# Exercise goal
Pick out each line in the rows below that contains the word "suit", and copy it.
--- start Data for processing ---
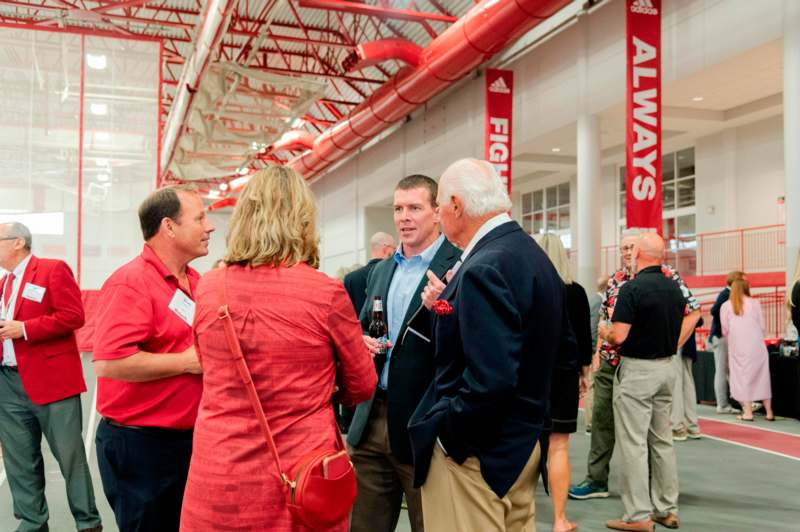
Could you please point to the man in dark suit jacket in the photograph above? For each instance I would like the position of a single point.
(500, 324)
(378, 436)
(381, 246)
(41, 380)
--- end Data for processing ---
# Written solution
Could you please point to the man in dark suit jacket in the photograph above? For each instance I would like the position of a single point.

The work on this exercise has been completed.